Problem details
Please report how many lines in the records below contain the word "green", giving only that number.

(Image point grounding data)

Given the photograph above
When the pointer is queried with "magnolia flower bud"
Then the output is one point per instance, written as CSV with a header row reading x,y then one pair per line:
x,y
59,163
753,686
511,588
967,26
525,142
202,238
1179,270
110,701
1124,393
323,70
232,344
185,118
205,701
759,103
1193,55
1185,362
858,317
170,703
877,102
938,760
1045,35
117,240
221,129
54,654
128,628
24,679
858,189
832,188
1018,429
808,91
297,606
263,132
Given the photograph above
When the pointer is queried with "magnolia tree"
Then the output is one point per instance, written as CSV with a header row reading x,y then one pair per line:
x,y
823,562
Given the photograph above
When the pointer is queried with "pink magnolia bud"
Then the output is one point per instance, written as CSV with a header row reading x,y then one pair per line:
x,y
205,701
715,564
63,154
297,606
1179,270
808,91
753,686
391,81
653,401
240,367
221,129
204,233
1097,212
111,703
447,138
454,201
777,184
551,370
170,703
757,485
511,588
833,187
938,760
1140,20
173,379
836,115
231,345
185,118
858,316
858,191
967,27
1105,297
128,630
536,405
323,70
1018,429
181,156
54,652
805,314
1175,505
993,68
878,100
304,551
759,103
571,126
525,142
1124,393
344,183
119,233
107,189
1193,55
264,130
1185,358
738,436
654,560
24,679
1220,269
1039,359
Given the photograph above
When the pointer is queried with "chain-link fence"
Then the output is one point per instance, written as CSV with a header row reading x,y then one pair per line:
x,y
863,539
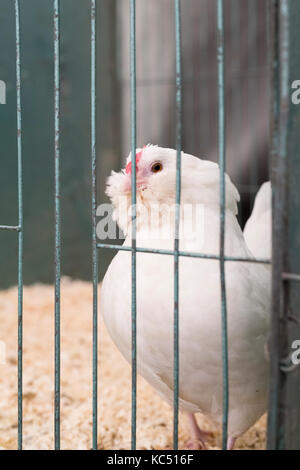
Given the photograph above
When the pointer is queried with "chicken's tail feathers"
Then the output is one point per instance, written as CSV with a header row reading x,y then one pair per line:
x,y
263,200
257,231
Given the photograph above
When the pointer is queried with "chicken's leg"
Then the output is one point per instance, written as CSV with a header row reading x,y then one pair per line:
x,y
197,436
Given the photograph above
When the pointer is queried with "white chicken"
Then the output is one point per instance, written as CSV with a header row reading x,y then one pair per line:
x,y
257,231
200,345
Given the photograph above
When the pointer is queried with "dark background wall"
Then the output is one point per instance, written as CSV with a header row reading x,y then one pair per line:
x,y
247,111
38,135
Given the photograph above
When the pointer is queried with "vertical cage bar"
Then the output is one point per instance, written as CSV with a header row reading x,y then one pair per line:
x,y
20,234
279,331
177,219
94,223
133,216
222,164
57,215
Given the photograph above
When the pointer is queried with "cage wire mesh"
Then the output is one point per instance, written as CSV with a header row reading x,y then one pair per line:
x,y
174,86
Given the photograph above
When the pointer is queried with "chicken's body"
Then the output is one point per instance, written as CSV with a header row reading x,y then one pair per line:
x,y
200,335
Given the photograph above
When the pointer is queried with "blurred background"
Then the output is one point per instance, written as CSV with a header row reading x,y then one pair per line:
x,y
247,96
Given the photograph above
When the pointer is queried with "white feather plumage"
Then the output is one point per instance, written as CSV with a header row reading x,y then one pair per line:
x,y
200,346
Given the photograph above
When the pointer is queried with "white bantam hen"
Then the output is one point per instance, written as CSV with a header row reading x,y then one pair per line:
x,y
200,345
257,231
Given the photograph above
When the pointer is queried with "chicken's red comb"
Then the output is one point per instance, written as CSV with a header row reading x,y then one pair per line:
x,y
128,168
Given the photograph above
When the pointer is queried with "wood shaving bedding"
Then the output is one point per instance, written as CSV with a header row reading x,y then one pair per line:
x,y
154,417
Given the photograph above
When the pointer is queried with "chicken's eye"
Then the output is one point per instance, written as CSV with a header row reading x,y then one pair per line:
x,y
156,167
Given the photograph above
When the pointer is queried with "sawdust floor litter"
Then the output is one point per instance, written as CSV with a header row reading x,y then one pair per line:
x,y
154,417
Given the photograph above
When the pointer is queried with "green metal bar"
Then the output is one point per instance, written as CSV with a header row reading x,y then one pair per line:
x,y
222,164
177,220
279,328
20,228
184,253
133,218
94,224
10,228
57,215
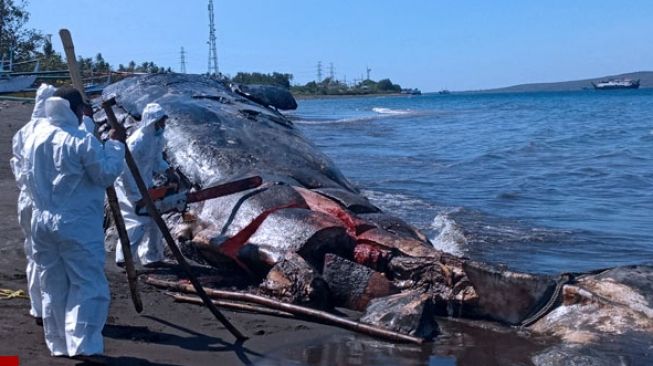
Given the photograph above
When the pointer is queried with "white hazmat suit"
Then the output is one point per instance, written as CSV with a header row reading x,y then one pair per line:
x,y
146,145
23,139
68,173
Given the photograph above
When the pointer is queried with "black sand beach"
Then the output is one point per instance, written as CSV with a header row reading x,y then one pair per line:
x,y
166,333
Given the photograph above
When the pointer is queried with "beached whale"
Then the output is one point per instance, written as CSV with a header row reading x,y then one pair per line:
x,y
308,236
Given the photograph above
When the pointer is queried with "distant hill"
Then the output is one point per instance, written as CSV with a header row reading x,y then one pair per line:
x,y
645,77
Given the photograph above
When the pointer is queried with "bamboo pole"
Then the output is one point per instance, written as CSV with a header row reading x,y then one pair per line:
x,y
316,315
112,198
233,305
156,217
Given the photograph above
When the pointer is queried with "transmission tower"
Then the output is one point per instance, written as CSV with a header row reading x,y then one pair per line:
x,y
182,66
213,53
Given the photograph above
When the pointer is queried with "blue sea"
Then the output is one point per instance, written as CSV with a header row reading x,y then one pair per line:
x,y
539,182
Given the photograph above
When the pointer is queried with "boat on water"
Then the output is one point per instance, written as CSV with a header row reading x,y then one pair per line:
x,y
413,91
616,84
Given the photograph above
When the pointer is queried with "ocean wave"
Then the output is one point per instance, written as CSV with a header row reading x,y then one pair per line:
x,y
382,110
365,116
323,121
450,236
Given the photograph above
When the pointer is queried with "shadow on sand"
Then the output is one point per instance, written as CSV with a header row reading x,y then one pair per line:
x,y
195,341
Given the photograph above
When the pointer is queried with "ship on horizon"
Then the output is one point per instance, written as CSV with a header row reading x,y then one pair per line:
x,y
613,84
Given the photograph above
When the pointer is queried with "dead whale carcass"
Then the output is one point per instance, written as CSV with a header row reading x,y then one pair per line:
x,y
308,207
308,231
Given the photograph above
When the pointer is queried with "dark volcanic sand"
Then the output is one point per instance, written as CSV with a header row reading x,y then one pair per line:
x,y
169,333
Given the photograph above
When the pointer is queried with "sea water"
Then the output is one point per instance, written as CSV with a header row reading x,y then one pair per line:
x,y
539,182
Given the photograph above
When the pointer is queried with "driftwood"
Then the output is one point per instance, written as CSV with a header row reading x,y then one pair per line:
x,y
312,314
233,305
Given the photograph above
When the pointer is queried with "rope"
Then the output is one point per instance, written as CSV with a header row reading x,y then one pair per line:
x,y
7,294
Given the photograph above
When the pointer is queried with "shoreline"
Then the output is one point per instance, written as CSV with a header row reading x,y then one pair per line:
x,y
345,96
165,333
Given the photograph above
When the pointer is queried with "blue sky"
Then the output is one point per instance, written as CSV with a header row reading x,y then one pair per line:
x,y
429,44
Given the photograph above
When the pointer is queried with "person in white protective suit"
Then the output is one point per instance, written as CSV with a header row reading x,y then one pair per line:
x,y
68,173
23,138
146,145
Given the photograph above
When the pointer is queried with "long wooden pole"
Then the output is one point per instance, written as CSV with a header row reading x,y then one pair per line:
x,y
318,315
112,198
234,305
156,216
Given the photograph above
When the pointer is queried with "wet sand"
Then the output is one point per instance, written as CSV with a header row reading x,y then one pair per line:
x,y
169,333
165,333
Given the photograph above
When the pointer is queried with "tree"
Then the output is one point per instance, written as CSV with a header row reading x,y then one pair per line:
x,y
15,39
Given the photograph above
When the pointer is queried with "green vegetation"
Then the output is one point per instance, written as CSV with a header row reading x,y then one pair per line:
x,y
329,86
278,79
29,44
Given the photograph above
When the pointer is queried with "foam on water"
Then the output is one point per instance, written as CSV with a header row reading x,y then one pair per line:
x,y
450,238
382,110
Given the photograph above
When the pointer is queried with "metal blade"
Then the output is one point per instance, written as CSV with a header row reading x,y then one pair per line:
x,y
224,189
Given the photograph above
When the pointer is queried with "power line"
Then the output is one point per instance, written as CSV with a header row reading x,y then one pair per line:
x,y
182,67
213,53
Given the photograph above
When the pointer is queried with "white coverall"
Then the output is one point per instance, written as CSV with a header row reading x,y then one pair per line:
x,y
68,173
23,138
146,146
87,125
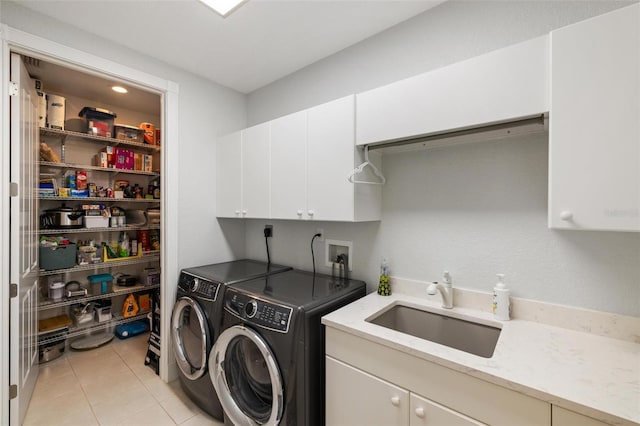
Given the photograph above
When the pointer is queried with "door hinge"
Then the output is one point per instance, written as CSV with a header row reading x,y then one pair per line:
x,y
13,88
13,391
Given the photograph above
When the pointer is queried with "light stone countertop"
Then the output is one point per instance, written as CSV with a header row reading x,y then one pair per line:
x,y
583,372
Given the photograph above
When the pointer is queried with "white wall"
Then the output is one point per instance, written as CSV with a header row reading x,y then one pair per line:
x,y
474,210
205,110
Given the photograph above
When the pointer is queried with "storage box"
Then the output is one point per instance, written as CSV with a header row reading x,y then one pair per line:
x,y
150,276
101,283
59,257
99,121
81,179
96,222
102,310
147,163
129,133
149,133
83,193
55,112
124,159
88,255
81,314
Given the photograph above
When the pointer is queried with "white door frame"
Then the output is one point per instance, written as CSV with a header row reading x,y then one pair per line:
x,y
22,42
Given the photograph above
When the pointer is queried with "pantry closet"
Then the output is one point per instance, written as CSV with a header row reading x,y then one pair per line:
x,y
92,223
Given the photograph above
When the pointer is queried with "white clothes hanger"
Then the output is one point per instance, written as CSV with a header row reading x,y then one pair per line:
x,y
361,167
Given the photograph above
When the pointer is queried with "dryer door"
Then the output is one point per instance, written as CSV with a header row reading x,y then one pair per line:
x,y
191,337
246,377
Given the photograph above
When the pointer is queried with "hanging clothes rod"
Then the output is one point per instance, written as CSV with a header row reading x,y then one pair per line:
x,y
476,134
360,169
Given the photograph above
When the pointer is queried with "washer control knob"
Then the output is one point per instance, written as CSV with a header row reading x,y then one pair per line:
x,y
251,308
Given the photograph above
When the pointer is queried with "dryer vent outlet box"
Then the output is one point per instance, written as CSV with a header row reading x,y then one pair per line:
x,y
334,248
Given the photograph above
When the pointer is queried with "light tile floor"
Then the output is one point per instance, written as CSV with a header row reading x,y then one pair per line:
x,y
110,386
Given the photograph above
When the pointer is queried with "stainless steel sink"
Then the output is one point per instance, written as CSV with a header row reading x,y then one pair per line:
x,y
474,338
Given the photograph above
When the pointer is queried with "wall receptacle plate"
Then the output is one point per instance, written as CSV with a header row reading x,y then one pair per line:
x,y
333,248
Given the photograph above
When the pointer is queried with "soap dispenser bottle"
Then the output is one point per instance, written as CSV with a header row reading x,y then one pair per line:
x,y
501,305
384,287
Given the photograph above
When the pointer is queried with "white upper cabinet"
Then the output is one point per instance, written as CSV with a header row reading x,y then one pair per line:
x,y
330,158
255,171
594,132
229,175
496,87
242,173
289,166
296,167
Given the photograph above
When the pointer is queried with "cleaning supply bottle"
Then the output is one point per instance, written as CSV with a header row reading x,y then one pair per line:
x,y
384,287
501,305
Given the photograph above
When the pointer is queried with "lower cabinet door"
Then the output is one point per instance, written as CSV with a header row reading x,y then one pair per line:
x,y
562,417
426,412
357,398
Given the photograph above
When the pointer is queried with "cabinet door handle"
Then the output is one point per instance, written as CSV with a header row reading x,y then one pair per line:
x,y
566,215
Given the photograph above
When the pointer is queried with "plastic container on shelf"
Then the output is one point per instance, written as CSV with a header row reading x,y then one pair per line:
x,y
101,283
56,290
58,257
99,121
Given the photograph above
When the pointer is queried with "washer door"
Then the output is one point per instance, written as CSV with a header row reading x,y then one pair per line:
x,y
246,377
191,339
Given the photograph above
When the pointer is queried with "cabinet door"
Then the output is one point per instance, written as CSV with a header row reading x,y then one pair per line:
x,y
357,398
255,171
289,166
426,412
594,142
562,417
229,175
330,159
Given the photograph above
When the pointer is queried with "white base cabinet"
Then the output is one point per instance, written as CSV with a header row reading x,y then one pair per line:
x,y
363,399
368,383
357,398
594,125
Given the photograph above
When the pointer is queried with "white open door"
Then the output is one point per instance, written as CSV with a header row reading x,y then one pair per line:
x,y
23,345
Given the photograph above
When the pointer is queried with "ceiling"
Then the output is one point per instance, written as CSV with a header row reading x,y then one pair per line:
x,y
262,41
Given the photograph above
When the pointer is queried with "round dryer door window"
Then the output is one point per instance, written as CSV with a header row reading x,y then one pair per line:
x,y
246,377
191,340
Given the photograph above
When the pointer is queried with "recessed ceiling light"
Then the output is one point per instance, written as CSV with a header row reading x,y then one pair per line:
x,y
223,7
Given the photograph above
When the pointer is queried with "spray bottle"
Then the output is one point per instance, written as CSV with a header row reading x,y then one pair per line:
x,y
384,287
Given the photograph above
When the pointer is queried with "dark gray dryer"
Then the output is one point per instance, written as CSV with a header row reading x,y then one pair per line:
x,y
267,365
196,319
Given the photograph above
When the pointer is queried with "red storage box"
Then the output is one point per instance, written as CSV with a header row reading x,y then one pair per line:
x,y
129,133
124,159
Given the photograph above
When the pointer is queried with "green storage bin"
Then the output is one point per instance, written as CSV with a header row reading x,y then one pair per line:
x,y
59,257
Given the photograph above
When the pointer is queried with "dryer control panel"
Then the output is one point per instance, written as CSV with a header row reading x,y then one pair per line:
x,y
268,315
198,286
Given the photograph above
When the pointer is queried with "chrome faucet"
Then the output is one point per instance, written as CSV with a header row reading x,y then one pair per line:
x,y
445,289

Answer
3